Natural-language object grounding data:
******************************
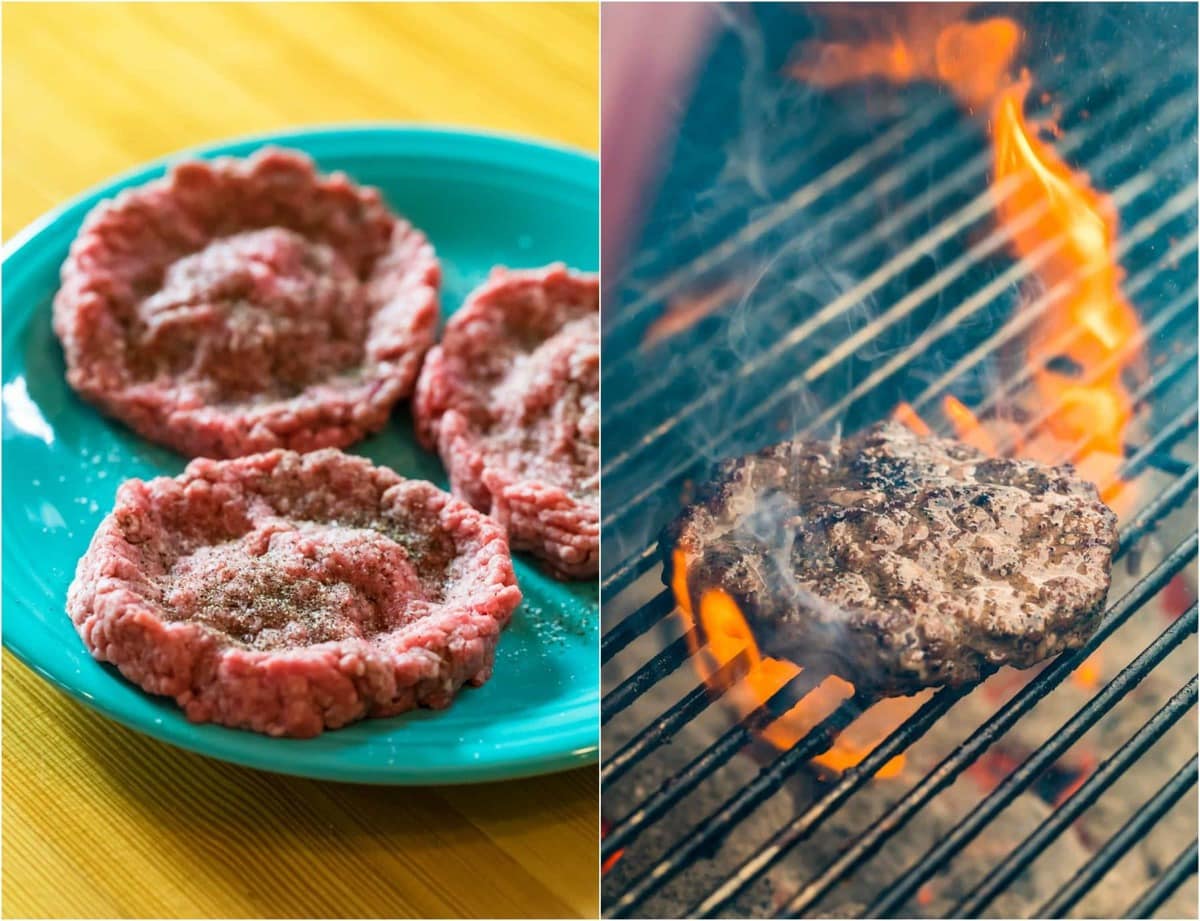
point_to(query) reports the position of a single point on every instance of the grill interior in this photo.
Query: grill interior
(845, 253)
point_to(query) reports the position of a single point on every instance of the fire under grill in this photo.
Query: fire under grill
(845, 259)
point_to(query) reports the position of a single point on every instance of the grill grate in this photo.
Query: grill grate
(815, 369)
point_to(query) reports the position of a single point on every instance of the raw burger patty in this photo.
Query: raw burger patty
(291, 593)
(243, 305)
(510, 399)
(901, 563)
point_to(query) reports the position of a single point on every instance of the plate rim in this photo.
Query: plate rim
(531, 760)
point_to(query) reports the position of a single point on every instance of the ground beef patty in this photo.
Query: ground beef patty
(510, 399)
(901, 563)
(291, 593)
(241, 305)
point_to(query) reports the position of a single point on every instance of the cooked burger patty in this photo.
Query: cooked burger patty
(899, 561)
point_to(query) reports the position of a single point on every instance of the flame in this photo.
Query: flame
(726, 636)
(1087, 674)
(1078, 350)
(1091, 327)
(909, 43)
(1083, 344)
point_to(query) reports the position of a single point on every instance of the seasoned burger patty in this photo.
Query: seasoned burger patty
(900, 563)
(510, 399)
(291, 593)
(237, 306)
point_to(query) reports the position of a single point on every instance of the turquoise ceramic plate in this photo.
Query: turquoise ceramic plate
(484, 200)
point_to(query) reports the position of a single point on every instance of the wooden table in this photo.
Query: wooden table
(100, 820)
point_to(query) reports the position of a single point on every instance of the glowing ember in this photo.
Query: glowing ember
(1095, 321)
(687, 309)
(612, 859)
(1087, 675)
(726, 636)
(1079, 347)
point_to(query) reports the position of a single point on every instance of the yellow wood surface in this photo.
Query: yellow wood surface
(99, 820)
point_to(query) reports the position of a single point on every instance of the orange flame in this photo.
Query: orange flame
(1080, 347)
(1095, 323)
(1087, 674)
(1078, 350)
(612, 859)
(907, 43)
(726, 636)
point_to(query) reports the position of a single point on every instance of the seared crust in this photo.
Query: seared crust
(237, 306)
(510, 401)
(291, 593)
(901, 563)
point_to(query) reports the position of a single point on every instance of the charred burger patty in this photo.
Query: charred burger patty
(900, 561)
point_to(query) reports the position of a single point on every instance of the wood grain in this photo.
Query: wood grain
(100, 820)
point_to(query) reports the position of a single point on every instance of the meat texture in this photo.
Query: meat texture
(900, 563)
(243, 305)
(510, 399)
(291, 593)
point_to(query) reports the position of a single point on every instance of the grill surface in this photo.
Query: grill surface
(851, 245)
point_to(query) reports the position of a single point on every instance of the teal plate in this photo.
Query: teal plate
(484, 200)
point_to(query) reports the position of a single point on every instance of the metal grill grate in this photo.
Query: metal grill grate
(675, 405)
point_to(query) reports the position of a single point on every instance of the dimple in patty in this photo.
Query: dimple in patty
(291, 593)
(263, 312)
(286, 585)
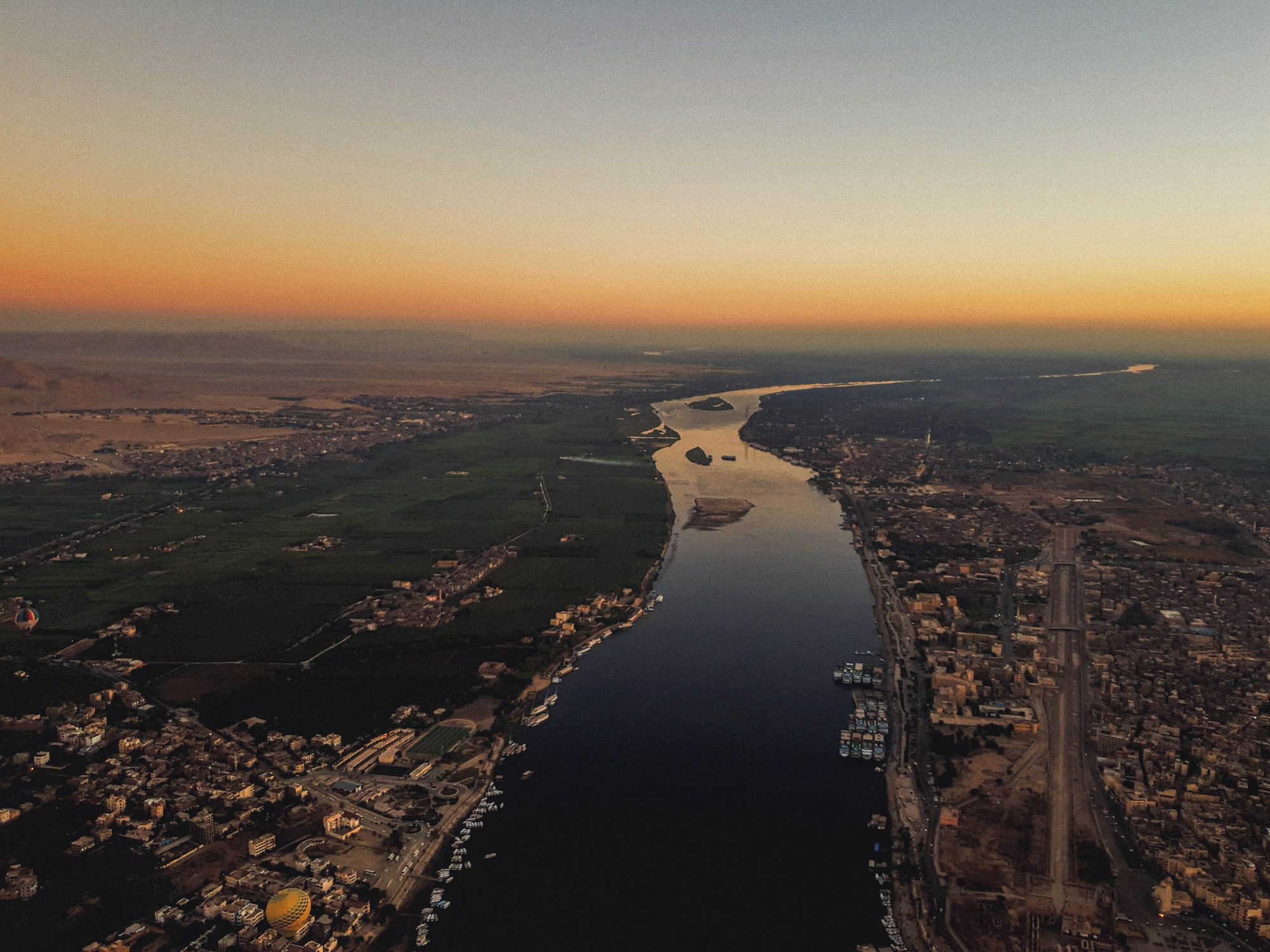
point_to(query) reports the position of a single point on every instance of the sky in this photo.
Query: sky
(590, 166)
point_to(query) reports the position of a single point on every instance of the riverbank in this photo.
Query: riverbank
(910, 817)
(652, 750)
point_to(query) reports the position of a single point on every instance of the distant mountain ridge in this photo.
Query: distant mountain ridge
(236, 346)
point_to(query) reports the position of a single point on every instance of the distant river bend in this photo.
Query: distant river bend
(688, 791)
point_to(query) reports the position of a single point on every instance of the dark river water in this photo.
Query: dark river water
(688, 789)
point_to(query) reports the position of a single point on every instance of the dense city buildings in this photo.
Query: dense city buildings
(1170, 691)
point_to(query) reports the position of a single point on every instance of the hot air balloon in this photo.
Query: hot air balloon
(289, 911)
******************************
_DIRECTIONS FOR THIS TASK_
All of the data above must be printed exactly, minus its pictures.

_WORKED SOLUTION_
point_to(query) reports the position of a single point on every instance of the grill interior in this photo.
Query: grill interior
(845, 253)
point_to(query) reports the position of a single point on every instance of the fire under grill in this photo.
Query: fire under grill
(845, 259)
point_to(query) reports the position of a single point on every instance of the grill grate in this photo.
Query: grill grate
(815, 369)
point_to(query) reports the position of a single point on every instance of the raw burger patty in this photo.
Query: raw burger patty
(291, 593)
(243, 305)
(510, 399)
(901, 563)
point_to(query) reports the position of a single point on every instance of the plate rim in this photo.
Query: plate rim
(531, 760)
point_to(query) reports the position of a single point on every instance of the ground beef patty in this photo.
Query: ground beef patty
(510, 399)
(901, 563)
(291, 593)
(241, 305)
point_to(query) reports the position of a single point on every instance of the cooked burger patty in this photo.
Query: cooked burger patty
(899, 561)
point_to(query) reports the position of a single point on every instance of the flame in this photo.
Query: flame
(726, 636)
(1087, 674)
(1078, 350)
(1091, 327)
(909, 43)
(1083, 344)
point_to(query) reports the position of a single point on every instance of the seasoned burger patty in this photo.
Query: seasoned burger patty
(900, 563)
(510, 399)
(291, 593)
(237, 306)
point_to(query) reports the position of a single point on every instance of the turquoise ceramic plate in this photo.
Query: turquoise ceramic plate
(484, 200)
point_to(query) reports the position of a single point on every instance of the wooden table in this photo.
Query: wooden table
(100, 820)
point_to(query) reports the position of a single point on every instance of the glowing ember in this photo.
Query: glowing ember
(1095, 321)
(687, 309)
(612, 859)
(1087, 675)
(726, 636)
(1079, 347)
point_to(query) reports the position of a single point on every instance of the yellow wood surface in this photo.
Query: yellow wood surface
(99, 820)
point_to(query) reports the position of a single point on every instance of the orange flame in this photo.
Query: orange flame
(1080, 347)
(1095, 323)
(1087, 674)
(1078, 350)
(612, 859)
(907, 43)
(726, 636)
point_to(query) reports the position of a single point on every instance of the seared crust in this photo.
Query: seared crust
(237, 306)
(510, 401)
(291, 593)
(901, 563)
point_to(query) reports the position of a single point on every instance of the charred burger patty in this photo.
Query: charred burger patty
(900, 561)
point_to(query) reports the position of a single point on every instance of the wood grain in this photo.
Query: wood grain
(100, 820)
point_to(query) reports the position of a single point on every instance of the meat texture in this photo.
Query: meat texture
(900, 563)
(243, 305)
(510, 399)
(291, 593)
point_to(query) reports the position of a single point on every instance of the grill surface in this photo.
Query: grill surface
(851, 245)
point_to(query) reports the position of a single point on every instance of the teal plate in this photo.
Query: teal plate
(484, 200)
point_to(query) reports the position of a single point on every instance of the metal grill grate in this photo.
Query: metal grill grate
(675, 405)
point_to(query) reports the position of a single point on every instance of the dimple in patty in this photo.
Query: dimple in patty
(291, 593)
(263, 312)
(286, 585)
point_to(query) reports the position of a single point on every instance of the sky in this photo.
Query: sky
(590, 166)
point_to(query) reports the position of a single point on every instance of the riverbank in this photo.
Query: riverbank
(910, 817)
(652, 750)
point_to(query) reports the position of a single point on every instance of the distant mountain ridge in this photo.
Query: distant mountain ridge
(236, 346)
point_to(query) reports the position of a single point on every instance of the distant river bend in this photo.
Query: distant river bend
(688, 791)
point_to(query) reports the position of a single point on every instance of the dark river water in this photo.
Query: dark river water
(688, 789)
point_to(query) reports the position of a single point on every instance of the dense city buildings in this photo.
Query: dense city buildings
(1170, 691)
point_to(query) reports the position of a single point on every instance of the hot air balloon in this photo.
Query: hot air balloon
(289, 911)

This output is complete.